» **Problem**
In your copy, reproduce each entry exactly and include no picture.

» **Information shown**
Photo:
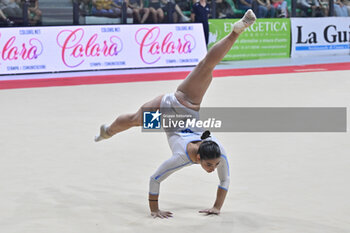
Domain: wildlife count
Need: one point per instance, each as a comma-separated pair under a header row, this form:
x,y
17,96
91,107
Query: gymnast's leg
x,y
191,91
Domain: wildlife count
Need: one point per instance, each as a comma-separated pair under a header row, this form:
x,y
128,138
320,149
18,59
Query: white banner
x,y
320,36
73,48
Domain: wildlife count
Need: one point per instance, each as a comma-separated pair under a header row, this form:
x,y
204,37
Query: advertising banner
x,y
77,48
267,38
320,36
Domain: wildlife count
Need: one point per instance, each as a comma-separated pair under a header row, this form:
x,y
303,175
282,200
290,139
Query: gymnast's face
x,y
209,165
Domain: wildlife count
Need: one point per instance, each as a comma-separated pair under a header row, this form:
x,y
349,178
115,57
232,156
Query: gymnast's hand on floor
x,y
210,211
161,214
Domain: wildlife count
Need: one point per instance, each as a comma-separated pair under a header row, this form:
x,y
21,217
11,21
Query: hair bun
x,y
205,135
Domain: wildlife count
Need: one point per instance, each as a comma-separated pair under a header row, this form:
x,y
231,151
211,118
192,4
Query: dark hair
x,y
208,149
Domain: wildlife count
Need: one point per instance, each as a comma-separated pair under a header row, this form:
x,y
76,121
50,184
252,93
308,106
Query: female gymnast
x,y
188,146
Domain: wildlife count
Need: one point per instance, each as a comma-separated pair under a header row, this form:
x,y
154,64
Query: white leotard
x,y
178,142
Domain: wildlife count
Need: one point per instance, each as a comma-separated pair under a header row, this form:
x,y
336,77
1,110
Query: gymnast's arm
x,y
224,176
167,168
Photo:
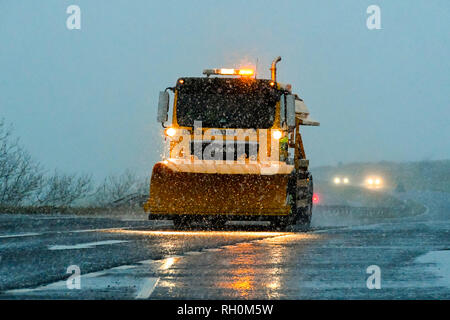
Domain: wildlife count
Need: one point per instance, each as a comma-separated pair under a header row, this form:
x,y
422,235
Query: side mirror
x,y
290,111
282,111
163,106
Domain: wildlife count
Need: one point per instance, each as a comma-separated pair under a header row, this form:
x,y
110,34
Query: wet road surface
x,y
121,259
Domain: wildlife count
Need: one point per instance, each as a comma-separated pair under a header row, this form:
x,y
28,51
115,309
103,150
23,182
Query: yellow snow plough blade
x,y
178,192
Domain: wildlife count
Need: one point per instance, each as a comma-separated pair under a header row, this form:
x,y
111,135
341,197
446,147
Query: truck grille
x,y
229,150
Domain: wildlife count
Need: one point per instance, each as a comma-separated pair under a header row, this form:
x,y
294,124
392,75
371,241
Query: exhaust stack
x,y
273,69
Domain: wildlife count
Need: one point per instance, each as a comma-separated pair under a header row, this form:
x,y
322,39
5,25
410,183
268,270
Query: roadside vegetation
x,y
26,186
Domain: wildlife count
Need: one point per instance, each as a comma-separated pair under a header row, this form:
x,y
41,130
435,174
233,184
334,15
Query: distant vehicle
x,y
341,180
374,182
235,152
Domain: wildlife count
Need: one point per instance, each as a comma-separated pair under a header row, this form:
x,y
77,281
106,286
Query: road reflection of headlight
x,y
256,234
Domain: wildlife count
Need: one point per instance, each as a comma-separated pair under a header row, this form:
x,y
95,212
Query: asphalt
x,y
139,259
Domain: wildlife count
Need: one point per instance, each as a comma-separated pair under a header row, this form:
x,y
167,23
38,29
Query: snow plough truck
x,y
234,151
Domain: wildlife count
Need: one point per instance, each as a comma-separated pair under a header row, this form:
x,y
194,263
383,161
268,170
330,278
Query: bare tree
x,y
118,187
20,175
62,190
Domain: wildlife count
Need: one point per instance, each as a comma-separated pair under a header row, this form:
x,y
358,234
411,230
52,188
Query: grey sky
x,y
85,100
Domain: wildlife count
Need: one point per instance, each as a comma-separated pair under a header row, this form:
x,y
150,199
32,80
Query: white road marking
x,y
439,264
87,245
149,284
30,234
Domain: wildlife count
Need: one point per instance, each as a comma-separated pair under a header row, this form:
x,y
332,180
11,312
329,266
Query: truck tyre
x,y
304,213
181,222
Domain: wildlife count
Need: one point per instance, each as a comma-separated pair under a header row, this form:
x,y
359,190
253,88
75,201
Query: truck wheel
x,y
281,223
181,222
218,223
304,214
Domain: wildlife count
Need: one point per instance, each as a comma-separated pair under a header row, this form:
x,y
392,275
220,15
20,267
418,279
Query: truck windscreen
x,y
226,103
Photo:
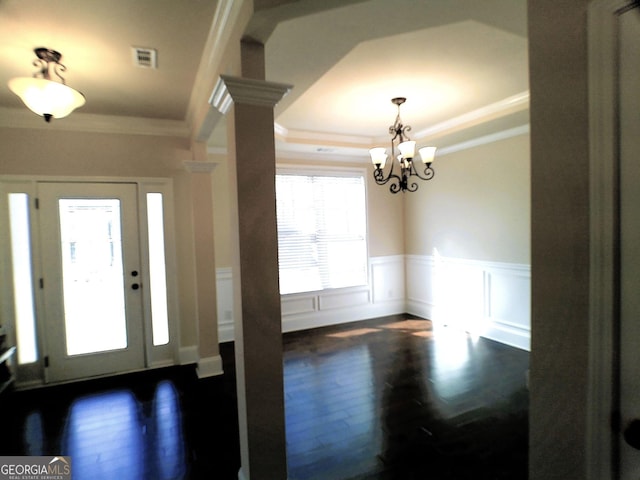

» **Result of the exercise**
Photo:
Domain: wildlife count
Need: one point per instance, each as a comma-separated pair under a header row, this form:
x,y
17,96
91,107
Query: gymnast's leg
x,y
191,91
Domain: wildlife count
Need: one point per instance, each as a comma-separated pair under a header row, this form:
x,y
128,138
320,149
18,59
Query: white banner
x,y
320,36
73,48
Domain: wildlife count
Need: one point per instance, each as a comma-separated pair under a header row, this form:
x,y
204,37
Query: advertising banner
x,y
77,48
267,38
320,36
Domain: wildlife count
Need: one point per instance, each as a comma-separated pair under a header row, this form:
x,y
303,175
282,200
290,139
Query: gymnast's face
x,y
209,165
Domain: wildlife count
Need: one point per instance, each as a comma-separated pair under a header row, this form:
x,y
349,178
115,57
232,156
Query: gymnast's hand on floor
x,y
210,211
161,214
Domain: wildlife count
Need: one point per instance, each as a comma-separated pair under a header row, this form:
x,y
21,217
11,21
Query: hair bun
x,y
205,135
Domain: wildlife count
Need: one point per instance, each as a comma-separated pair under a header row, this form:
x,y
231,151
211,118
192,4
Query: dark hair
x,y
208,149
Domain: wildlife count
Need: one point per instance, each as a comma-separated pair under a header row, this form:
x,y
76,121
50,184
252,93
308,106
Query: female gymnast
x,y
188,146
Domain: wildlife count
Need: one point per instance, each as a comma-separated pair under a header row, this form:
x,y
154,64
Query: white leotard
x,y
178,142
Domain: wildlife count
Need: one point per instance, each as a comma-separated pair under a header row, this form:
x,y
336,77
1,110
Query: gymnast's arm
x,y
224,176
167,168
Photo:
Domain: wildlife count
Need: one point per instance, each as a comma-separated pair under a header row, this form:
x,y
422,235
Query: side mirror
x,y
290,111
282,111
163,106
Domain: wildlife count
Need: one point per instance, each as a comma-separated pair under a header row, this form:
x,y
110,34
Query: wet road surface
x,y
121,259
Domain: wildlife count
Need: one point per instance, each as a comma-separated pair under a header row, this form:
x,y
28,51
115,309
103,150
23,182
Query: yellow snow plough blade
x,y
178,192
Domain: wildlife count
Need: one point per instance, each as a comma-separated pair under a header row, this form:
x,y
111,135
341,197
446,147
Query: truck grille
x,y
229,150
Domain: wildlife count
Need: one point per instance, each as a comma-separated pair under a header row, this form:
x,y
294,124
392,75
371,241
Query: exhaust stack
x,y
273,69
Domain: wildlife count
Need: one point per instance, each as a comma-separated pair under a header row, this form:
x,y
322,39
5,25
410,183
268,270
Query: roadside vegetation
x,y
26,186
Domain: wildlife count
Need: one point per instance, each as a comma-separated pair under a header row, this form:
x,y
41,130
435,174
233,184
334,15
Query: distant vehicle
x,y
341,180
374,182
235,152
Domain: wildlife count
Need: one point per instance, each as a comma-separated pair under a header row, this form:
x,y
77,281
106,286
Query: road reflection of headlight
x,y
256,234
Domain: wildlife count
Need: one point per instance, each as a comma-separated pair under a header row, this form:
x,y
95,212
Query: asphalt
x,y
139,259
Domain: wildlife count
Need: one point per instance, each as a comma-separated pair under a header row, this form:
x,y
167,23
38,29
Query: snow plough truck
x,y
234,151
Domain: wildlife count
Need: one point per instance, each as a comma-separated pair under a header row, this form:
x,y
194,263
383,161
268,170
330,278
Query: bare tree
x,y
118,187
20,175
62,190
Domain: wildlife count
Need: one point per instance, each as a comma-separated pair under a header row, this form:
x,y
358,234
411,230
52,188
Query: grey sky
x,y
85,100
Domain: wildlife count
Need: one point per instance, each as a comma-separated pair under a header row, this form:
x,y
150,199
32,80
Query: white road marking
x,y
439,264
87,245
149,284
30,234
Domain: wildlife count
Need: one point per instance, each as a comma-separated pair under a header row, this form:
x,y
332,180
11,312
329,266
Query: truck tyre
x,y
304,213
181,222
Domain: wildlife count
Need: one point per instance, each as a comma-separated pair under a header row, this form:
x,y
359,190
253,88
75,201
Query: truck wheel
x,y
281,223
181,222
218,223
304,214
Domain: wildlife count
Need: one point per instance, each as a comma-separated pair under a header row, this form:
x,y
392,275
220,15
20,267
418,279
Query: truck windscreen
x,y
226,103
Photo:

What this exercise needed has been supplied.